- _Quoted passage_:
------------------------------------

In contrast, in the same mouse model, an IL-17 blocking antibody did not improve pulmonary mechanics (Fig. 6a), pulmonary neutrophils (Fig. 6b) or levels of IL-22 (Fig. 6c) or KC (Fig. 6d), despite reducing IL-17 levels by 80% /Fig. 6e). A modest 40% improvement in airway hyperreactivity (Fig. 6f) was observed. In this mouse model, the reduction of non-Th2 relevant endpoints (pulmonary neutrophilia and IL-8) and Th17 relevant endpoints (IL-17) observed with BIX119 was not achieved to the same extent by other launched and pipeline treatments for severe asthma (anti-IgE, anti-IL-5, anti-IL-4R, anti-TSLP, anti-IL-33 antibodies, monteleukast or oral corticosteroids; Table 2).

Fig. 6
figure 6

Female Balb/c mice were senitised with house dust mite (HDM) in complete Freunds adjuvant intraperitoneally on days 0 and 1 and subsequently challenged intratracheally with saline (N = 6) or HDM in saline (N = 8) on days 14 and 15. Anti-mouse IL-17 blocking antibody or isotype control (400 µg) was dosed intraperitoneally on day 13. Mice were sacrificed on day 16 and pressure–volume loops (a), and bronchioalveolar lavage fluid neutrophils (b), IL-22 (c), KC (d) and IL-17 (e) and airway hyperresponsiveness to acetylcholine (f) were measured. Data are expressed as mean ± SEM. Statistical analysis was performed using a non-parametric Kruskal–Wallis test with Dunn’s multiple comparison (*P < 0.05)

Table 2 Efficacy profiles of RORγt inhibition versus launched and pipeline mechanisms of action in the mouse house dust mite model

Next generation sequencing (NGS) of lung tissue mRNA coupled with cell deconvolution analysis identified genes associated with IL-17 and IL-22 expressing γδT-cells (Fig. 7a; black arrows) which was reversed upon treatment with BIX119. The presence of this predominantly IL-17 expressing lymphocyte was confirmed by flow cytometry analysis of a single cell lung digest (Fig. 7b). The presence of γδT-cells in this model was not reduced by oral corticosteroids (Fig. 7c). Interestingly, cell deconvolution showed only a small difference in neutrophil gene signatures between HDM-treated mice and controls (Fig. 7a) which is apparently in contrast to the larger increase in cell numbers observed (Fig. 5c). However, the neutrophil signature used for the deconvolution analysis is derived from resting peripheral neutrophils, whereas those neutrophils observed in the lung have been exposed to numerous activating factors which are likely to change the mRNA signature [37] which may explain this apparent discrepancy. NGS analysis also showed increases in CXCL1, CCL20 and IL-6 transcripts in HDM mouse lung which were reversed by treatment with BIX119 (data not shown). Increases in the same genes were also observed in bronchial biopsies from the U-BIOPRED consortium (GSE76225; data not shown).

------------------------------------

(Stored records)
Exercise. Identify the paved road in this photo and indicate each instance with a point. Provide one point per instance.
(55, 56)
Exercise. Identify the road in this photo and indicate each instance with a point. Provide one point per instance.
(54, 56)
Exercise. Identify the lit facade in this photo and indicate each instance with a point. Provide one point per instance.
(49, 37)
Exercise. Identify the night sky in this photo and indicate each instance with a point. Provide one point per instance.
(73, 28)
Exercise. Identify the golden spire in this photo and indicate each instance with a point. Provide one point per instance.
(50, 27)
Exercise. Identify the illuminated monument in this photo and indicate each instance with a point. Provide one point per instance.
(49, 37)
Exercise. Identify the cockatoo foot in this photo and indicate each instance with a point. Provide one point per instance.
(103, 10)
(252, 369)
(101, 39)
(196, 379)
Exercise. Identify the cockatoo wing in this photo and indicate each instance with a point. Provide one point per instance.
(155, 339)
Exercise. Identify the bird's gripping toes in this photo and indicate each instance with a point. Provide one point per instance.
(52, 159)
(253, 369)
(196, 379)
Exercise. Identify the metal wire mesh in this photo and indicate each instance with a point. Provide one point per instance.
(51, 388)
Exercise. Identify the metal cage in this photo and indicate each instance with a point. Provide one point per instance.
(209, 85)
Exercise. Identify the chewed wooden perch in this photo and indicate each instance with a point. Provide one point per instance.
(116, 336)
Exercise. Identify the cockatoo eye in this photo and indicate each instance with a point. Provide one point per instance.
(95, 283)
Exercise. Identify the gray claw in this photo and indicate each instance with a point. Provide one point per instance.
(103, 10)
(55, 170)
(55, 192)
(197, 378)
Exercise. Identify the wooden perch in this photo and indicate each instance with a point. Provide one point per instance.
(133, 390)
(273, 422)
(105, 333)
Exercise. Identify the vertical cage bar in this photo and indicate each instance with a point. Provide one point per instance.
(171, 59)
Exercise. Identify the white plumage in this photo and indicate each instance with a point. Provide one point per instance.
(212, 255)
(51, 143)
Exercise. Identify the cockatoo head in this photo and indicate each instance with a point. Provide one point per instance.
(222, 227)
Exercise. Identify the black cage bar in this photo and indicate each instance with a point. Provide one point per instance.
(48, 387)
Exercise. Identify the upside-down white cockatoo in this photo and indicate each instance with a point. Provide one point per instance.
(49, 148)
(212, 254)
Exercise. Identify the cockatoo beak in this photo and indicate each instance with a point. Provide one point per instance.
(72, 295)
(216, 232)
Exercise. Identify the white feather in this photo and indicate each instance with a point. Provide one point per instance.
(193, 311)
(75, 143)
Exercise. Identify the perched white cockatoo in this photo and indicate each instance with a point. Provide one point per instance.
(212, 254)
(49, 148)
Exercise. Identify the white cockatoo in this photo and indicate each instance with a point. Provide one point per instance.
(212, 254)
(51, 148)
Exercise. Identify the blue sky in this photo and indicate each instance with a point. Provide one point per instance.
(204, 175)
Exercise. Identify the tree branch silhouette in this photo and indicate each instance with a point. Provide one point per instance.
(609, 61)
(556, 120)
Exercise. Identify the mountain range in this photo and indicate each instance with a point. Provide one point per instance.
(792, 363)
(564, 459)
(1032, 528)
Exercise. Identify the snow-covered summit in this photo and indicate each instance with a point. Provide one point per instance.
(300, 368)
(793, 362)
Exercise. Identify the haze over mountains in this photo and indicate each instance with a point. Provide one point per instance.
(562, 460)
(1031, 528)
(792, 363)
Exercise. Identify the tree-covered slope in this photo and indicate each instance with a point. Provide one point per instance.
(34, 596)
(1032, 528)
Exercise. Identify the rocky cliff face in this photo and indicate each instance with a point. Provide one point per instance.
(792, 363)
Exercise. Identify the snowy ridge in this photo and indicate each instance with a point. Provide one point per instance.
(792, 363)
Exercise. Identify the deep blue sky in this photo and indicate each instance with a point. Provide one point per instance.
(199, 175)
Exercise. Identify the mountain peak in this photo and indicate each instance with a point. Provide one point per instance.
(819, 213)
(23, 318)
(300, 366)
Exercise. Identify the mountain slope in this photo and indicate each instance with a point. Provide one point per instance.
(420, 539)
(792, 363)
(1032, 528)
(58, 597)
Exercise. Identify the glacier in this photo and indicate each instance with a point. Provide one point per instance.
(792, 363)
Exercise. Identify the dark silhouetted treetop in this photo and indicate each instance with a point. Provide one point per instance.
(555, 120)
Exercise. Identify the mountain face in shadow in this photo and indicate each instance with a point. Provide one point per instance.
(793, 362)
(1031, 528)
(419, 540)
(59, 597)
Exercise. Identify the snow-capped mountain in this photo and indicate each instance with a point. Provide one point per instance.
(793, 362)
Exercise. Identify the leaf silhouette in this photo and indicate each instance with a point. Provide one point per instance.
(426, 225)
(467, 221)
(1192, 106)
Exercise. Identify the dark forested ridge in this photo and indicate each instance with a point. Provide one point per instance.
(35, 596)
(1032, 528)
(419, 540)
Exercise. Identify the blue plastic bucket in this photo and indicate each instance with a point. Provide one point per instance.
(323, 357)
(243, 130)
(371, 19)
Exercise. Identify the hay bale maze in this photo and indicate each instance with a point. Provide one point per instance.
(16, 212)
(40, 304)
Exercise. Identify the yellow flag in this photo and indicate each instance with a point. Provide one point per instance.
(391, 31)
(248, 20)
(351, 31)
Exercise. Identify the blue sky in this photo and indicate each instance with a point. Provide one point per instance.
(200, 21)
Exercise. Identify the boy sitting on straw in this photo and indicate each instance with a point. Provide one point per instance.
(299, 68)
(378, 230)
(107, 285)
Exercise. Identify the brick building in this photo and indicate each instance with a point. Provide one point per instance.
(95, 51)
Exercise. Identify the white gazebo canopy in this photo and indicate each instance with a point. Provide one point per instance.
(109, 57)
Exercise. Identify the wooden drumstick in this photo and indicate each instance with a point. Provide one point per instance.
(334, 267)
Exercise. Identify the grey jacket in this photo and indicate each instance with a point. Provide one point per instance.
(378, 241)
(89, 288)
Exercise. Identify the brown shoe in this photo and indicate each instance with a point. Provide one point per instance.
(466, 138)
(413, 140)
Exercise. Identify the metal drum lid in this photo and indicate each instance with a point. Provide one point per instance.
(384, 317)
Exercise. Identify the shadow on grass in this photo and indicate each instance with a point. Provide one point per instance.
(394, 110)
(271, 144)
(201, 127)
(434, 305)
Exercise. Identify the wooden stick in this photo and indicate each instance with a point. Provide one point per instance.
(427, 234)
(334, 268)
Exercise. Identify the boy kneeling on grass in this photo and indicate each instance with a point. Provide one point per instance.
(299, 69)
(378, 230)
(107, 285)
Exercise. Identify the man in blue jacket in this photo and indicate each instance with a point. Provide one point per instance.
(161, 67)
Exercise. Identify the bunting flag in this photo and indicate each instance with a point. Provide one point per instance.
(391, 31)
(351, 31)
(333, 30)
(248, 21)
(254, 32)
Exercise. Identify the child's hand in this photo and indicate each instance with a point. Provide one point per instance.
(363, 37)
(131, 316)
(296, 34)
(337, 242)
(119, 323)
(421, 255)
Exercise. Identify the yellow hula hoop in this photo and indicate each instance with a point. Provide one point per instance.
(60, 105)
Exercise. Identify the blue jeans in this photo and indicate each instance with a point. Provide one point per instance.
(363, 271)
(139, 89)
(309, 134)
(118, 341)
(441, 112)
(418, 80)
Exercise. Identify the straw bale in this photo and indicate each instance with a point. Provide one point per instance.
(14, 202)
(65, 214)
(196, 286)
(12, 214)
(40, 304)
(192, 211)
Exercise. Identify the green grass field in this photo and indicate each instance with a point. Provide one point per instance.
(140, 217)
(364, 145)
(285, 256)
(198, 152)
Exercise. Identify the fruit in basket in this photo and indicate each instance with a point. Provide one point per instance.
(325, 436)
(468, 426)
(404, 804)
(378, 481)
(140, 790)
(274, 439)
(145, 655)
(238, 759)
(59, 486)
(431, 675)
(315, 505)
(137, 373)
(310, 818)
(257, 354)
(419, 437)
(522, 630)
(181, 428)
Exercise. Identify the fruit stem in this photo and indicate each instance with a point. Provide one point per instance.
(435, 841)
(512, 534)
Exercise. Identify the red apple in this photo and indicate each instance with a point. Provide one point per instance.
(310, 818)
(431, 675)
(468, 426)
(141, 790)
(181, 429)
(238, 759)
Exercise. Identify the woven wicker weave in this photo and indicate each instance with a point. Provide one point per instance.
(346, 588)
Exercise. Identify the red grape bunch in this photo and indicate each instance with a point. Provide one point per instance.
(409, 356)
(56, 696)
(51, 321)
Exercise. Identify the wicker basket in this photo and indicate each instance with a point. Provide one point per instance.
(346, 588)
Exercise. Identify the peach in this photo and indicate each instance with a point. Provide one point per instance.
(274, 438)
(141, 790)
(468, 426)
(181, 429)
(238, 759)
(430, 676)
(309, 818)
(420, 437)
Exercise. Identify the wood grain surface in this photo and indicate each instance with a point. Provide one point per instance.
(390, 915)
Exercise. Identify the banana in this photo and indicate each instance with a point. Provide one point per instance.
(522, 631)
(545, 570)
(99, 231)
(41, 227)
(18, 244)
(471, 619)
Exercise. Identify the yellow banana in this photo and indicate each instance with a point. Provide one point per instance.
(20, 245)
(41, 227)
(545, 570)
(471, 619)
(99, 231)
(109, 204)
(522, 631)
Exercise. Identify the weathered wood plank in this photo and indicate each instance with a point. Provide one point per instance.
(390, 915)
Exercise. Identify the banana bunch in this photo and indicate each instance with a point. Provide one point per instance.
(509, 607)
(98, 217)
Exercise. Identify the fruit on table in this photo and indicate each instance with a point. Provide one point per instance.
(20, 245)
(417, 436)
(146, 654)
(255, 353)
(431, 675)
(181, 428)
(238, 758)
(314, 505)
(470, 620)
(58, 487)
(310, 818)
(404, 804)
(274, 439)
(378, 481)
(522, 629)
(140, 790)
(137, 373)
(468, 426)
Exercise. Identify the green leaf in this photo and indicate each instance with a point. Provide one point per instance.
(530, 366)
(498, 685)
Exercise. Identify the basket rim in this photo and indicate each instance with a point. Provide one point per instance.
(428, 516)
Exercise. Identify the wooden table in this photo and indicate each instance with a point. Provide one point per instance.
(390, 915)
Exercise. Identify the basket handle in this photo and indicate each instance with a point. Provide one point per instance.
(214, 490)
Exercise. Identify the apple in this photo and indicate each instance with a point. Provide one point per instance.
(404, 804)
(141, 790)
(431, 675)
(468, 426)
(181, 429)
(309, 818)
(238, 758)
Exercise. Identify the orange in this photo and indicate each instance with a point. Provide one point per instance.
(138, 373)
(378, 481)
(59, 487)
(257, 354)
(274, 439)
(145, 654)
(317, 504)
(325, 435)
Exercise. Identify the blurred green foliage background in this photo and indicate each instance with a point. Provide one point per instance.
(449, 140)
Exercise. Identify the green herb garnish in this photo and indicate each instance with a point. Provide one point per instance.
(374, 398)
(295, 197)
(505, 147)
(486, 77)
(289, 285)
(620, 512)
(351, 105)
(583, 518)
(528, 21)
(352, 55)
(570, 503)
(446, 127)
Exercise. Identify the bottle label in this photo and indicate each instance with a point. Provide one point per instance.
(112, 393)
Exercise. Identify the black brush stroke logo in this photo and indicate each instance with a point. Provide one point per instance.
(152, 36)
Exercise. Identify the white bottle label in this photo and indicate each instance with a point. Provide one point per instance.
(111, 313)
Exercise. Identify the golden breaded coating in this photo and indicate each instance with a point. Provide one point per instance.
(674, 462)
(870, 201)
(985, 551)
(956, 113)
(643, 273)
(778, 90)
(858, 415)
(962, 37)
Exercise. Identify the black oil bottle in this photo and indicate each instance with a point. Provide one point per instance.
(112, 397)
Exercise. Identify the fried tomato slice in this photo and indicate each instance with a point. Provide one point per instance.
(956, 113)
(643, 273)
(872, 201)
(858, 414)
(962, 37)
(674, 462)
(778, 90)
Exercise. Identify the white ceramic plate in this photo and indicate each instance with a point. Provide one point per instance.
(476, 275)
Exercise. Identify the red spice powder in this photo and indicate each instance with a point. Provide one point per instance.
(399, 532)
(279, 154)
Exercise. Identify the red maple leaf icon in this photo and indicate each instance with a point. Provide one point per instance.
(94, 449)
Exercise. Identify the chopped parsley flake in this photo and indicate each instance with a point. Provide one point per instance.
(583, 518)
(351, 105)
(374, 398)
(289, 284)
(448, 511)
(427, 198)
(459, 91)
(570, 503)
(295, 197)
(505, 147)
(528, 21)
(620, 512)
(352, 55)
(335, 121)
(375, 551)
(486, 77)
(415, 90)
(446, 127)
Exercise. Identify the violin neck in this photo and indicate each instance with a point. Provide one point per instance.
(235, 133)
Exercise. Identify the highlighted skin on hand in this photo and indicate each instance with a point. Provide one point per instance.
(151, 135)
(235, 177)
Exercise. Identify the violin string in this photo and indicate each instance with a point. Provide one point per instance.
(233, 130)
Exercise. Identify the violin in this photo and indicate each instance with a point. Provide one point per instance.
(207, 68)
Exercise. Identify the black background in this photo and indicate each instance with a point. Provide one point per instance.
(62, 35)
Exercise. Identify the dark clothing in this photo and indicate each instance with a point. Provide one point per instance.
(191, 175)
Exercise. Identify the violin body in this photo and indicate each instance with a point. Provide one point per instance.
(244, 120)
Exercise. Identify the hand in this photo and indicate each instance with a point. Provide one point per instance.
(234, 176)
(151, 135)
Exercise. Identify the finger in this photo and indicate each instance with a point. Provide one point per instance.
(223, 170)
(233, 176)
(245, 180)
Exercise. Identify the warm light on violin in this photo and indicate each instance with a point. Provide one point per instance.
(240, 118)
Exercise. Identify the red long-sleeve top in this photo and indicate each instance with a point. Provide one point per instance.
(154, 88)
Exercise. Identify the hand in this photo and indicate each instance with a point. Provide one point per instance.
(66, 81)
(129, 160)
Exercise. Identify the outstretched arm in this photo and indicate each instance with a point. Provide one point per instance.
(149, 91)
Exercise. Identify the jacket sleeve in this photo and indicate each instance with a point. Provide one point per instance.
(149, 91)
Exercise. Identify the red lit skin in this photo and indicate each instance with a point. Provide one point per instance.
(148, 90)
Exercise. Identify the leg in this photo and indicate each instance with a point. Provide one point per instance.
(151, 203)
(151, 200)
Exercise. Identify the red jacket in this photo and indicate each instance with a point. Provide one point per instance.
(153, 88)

------------------------------------

- _Work order A_: Translate this sentence from the house dust mite passage into Spanish: "The presence of γδT-cells in this model was not reduced by oral corticosteroids (Fig. 7c)."
- _Work order B_: Rewrite the house dust mite passage's paragraph that opens "Next generation sequencing (NGS) of lung tissue mRNA" as a bulleted list, keeping its main facts.
- _Work order C_: Edit the house dust mite passage: give the part starting with "In contrast, in" and going on through "corticosteroids; Table 2)." again, replacing "mouse model" with "murine model".

- _Answer area A_: La presencia de células T γδ en este modelo no se redujo con corticosteroides orales (Fig. 7c).

- _Answer area B_:
- NGS of lung tissue mRNA with cell deconvolution analysis identified genes associated with IL-17- and IL-22-expressing γδT-cells (Fig. 7a). Treatment with BIX119 reversed this.
- Flow cytometry of a single cell lung digest confirmed the presence of this predominantly IL-17-expressing lymphocyte (Fig. 7b).
- Oral corticosteroids did not reduce γδT-cells in this model (Fig. 7c).
- Deconvolution showed only a small difference in neutrophil gene signatures between HDM-treated mice and controls (Fig. 7a), despite the larger increase in neutrophil numbers (Fig. 5c).
- This apparent discrepancy may be explained by the signature's source. It comes from resting peripheral neutrophils, while lung neutrophils have been exposed to numerous activating factors likely to change their mRNA signature [37].
- NGS also showed increased CXCL1, CCL20 and IL-6 transcripts in HDM mouse lung, which BIX119 reversed (data not shown).
- The same genes were also increased in bronchial biopsies from the U-BIOPRED consortium (GSE76225; data not shown).

- _Answer area C_:
In contrast, in the same murine model, an IL-17 blocking antibody did not improve pulmonary mechanics (Fig. 6a), pulmonary neutrophils (Fig. 6b) or levels of IL-22 (Fig. 6c) or KC (Fig. 6d), despite reducing IL-17 levels by 80% /Fig. 6e). A modest 40% improvement in airway hyperreactivity (Fig. 6f) was observed. In this murine model, the reduction of non-Th2 relevant endpoints (pulmonary neutrophilia and IL-8) and Th17 relevant endpoints (IL-17) observed with BIX119 was not achieved to the same extent by other launched and pipeline treatments for severe asthma (anti-IgE, anti-IL-5, anti-IL-4R, anti-TSLP, anti-IL-33 antibodies, monteleukast or oral corticosteroids; Table 2).